**Task requirements:** Copy the listing below word for word, from the line containing "As a warehouse robot's perception module, locate bicycle saddle" up to and including the line containing "814, 359, 881, 402".

**********

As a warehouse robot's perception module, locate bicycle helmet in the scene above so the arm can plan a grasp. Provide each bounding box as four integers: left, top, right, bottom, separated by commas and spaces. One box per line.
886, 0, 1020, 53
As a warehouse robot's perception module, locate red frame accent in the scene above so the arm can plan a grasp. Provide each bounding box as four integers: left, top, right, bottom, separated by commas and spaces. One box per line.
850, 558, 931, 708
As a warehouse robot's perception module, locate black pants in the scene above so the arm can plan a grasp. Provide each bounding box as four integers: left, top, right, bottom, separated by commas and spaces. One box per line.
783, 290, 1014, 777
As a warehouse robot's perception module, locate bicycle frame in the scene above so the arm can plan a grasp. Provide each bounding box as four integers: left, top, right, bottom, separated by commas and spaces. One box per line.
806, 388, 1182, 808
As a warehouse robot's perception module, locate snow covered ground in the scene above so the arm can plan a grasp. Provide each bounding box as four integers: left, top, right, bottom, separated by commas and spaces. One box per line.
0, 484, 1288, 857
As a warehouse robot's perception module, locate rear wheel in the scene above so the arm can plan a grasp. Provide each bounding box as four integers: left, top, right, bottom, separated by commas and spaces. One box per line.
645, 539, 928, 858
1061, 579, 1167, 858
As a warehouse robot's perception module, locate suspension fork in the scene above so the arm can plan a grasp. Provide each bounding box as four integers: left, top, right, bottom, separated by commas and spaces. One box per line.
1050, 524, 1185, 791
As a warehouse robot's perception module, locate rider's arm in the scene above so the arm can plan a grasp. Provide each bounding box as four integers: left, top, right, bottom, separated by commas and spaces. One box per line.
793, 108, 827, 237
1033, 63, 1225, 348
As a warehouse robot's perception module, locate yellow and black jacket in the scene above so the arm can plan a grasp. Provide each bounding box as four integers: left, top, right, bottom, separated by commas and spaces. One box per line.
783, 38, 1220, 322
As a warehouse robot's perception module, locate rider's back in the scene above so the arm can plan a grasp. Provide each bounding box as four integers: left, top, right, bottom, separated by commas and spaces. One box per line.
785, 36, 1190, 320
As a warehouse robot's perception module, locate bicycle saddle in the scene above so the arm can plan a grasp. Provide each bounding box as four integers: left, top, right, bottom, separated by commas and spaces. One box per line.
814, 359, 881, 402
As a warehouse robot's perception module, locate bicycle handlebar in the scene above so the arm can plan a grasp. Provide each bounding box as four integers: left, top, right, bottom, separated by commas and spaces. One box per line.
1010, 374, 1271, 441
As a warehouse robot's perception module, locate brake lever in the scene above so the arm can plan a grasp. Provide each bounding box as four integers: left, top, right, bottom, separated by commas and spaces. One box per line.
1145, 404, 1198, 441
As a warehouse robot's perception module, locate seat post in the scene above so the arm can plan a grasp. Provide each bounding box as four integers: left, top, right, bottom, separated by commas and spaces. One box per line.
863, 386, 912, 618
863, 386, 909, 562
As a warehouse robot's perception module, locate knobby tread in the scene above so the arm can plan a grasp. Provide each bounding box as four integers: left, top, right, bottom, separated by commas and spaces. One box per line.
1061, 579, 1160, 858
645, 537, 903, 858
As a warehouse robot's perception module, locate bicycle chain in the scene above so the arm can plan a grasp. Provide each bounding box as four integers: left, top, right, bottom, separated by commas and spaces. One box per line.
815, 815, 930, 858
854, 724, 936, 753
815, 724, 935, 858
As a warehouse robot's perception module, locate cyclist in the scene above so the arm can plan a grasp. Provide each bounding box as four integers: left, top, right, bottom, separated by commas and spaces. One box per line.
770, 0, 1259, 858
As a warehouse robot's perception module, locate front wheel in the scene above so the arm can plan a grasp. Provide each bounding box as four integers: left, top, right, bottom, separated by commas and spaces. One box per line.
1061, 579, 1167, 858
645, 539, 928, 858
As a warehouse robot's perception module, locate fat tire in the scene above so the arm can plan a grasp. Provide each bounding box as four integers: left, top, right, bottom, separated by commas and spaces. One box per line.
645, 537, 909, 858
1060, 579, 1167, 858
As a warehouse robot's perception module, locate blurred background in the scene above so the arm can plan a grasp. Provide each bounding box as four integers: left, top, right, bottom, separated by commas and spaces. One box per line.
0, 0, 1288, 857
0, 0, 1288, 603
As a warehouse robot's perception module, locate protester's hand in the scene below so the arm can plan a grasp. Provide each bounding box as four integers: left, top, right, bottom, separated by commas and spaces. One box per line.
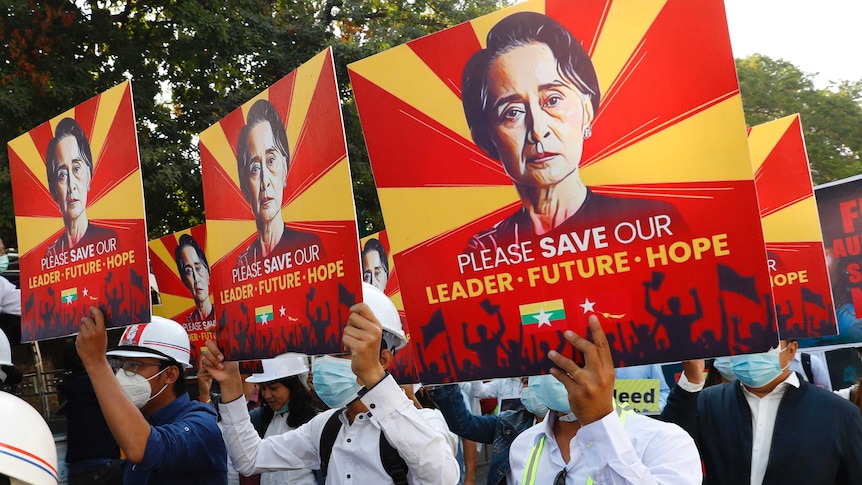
198, 365, 213, 403
682, 359, 704, 384
75, 307, 108, 368
201, 340, 243, 403
548, 315, 615, 425
341, 303, 386, 388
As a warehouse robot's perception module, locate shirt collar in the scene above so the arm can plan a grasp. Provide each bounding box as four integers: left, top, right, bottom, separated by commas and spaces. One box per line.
149, 393, 190, 426
739, 372, 800, 399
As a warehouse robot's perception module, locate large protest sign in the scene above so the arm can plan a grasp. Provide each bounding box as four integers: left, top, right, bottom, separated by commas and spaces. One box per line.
148, 224, 216, 368
748, 115, 837, 339
800, 175, 862, 347
9, 81, 150, 340
359, 230, 418, 384
348, 0, 777, 382
200, 49, 362, 360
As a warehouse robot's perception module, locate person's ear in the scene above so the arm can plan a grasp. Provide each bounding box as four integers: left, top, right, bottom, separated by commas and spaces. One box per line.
162, 365, 180, 384
583, 94, 596, 130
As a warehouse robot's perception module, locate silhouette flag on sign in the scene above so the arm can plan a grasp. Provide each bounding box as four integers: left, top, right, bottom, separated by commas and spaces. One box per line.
422, 310, 446, 343
801, 286, 826, 309
718, 264, 760, 305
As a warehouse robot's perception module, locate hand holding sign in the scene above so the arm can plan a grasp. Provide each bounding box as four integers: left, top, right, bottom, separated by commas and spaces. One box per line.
342, 303, 386, 388
201, 340, 243, 402
548, 315, 615, 425
75, 307, 108, 368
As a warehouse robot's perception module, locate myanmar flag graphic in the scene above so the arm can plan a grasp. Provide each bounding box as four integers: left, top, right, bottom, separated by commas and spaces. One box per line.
518, 300, 566, 332
254, 305, 273, 325
60, 287, 78, 304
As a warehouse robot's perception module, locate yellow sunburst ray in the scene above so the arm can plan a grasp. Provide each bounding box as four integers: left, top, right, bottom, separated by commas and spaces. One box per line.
748, 115, 799, 173
200, 124, 239, 181
147, 239, 179, 276
90, 81, 129, 163
281, 157, 356, 222
87, 175, 144, 219
206, 219, 257, 264
9, 133, 48, 192
760, 197, 823, 243
240, 88, 269, 123
377, 185, 518, 253
48, 108, 77, 133
592, 0, 667, 95
581, 95, 753, 185
15, 216, 63, 253
285, 49, 331, 151
350, 45, 471, 140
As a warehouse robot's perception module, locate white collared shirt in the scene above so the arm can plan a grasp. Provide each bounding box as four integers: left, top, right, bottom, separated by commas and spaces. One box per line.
508, 406, 703, 485
679, 372, 799, 485
260, 413, 317, 485
742, 372, 799, 485
219, 376, 459, 485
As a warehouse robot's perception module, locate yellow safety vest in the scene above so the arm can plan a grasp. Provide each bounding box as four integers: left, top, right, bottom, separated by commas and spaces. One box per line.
521, 403, 636, 485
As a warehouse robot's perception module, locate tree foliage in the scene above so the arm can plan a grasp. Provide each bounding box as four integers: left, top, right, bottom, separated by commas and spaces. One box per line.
0, 0, 509, 245
736, 54, 862, 184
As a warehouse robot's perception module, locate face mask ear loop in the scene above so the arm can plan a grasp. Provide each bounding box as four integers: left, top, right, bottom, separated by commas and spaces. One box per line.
145, 367, 168, 404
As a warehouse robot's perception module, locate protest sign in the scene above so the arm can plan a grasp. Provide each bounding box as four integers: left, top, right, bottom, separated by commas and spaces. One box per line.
748, 115, 837, 339
799, 175, 862, 347
614, 379, 661, 413
200, 49, 362, 360
348, 0, 777, 382
359, 230, 420, 384
9, 81, 150, 341
148, 224, 216, 368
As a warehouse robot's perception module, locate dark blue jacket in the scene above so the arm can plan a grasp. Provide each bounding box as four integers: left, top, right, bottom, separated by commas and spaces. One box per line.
123, 394, 227, 485
431, 384, 535, 485
661, 379, 862, 485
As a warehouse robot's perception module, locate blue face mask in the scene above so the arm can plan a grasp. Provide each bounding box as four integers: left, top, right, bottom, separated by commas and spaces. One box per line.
730, 349, 784, 388
312, 355, 362, 409
529, 374, 572, 414
521, 387, 548, 417
712, 357, 736, 381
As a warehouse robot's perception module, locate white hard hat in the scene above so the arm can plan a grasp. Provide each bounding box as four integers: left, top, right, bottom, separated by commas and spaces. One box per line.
362, 281, 407, 352
0, 330, 12, 365
0, 392, 57, 485
108, 315, 191, 369
245, 353, 308, 383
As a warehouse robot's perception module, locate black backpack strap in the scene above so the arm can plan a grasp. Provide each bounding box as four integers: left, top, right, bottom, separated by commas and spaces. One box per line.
380, 430, 407, 485
802, 352, 814, 383
318, 408, 344, 480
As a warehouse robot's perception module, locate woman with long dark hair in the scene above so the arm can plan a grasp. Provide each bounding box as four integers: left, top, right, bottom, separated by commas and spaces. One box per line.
246, 354, 319, 485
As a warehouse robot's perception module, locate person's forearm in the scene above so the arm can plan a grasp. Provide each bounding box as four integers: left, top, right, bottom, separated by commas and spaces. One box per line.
219, 369, 245, 402
87, 360, 151, 463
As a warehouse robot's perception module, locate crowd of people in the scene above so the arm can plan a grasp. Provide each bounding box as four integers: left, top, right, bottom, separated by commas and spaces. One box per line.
5, 276, 862, 485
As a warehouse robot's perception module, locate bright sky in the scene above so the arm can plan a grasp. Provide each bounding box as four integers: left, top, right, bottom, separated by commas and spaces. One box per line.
724, 0, 862, 87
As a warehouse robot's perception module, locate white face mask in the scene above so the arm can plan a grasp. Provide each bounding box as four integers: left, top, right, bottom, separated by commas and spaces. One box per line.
116, 367, 168, 409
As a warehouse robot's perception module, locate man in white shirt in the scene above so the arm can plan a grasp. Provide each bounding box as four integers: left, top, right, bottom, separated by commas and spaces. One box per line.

**********

**Solution for this task:**
As a warehouse robot's perception module, locate bicycle saddle in the scene above so the arm can plan a grasp. Provide each bounding box as four integers: left, top, right, bottom, separated by commas and spaces. One box per line.
814, 359, 881, 402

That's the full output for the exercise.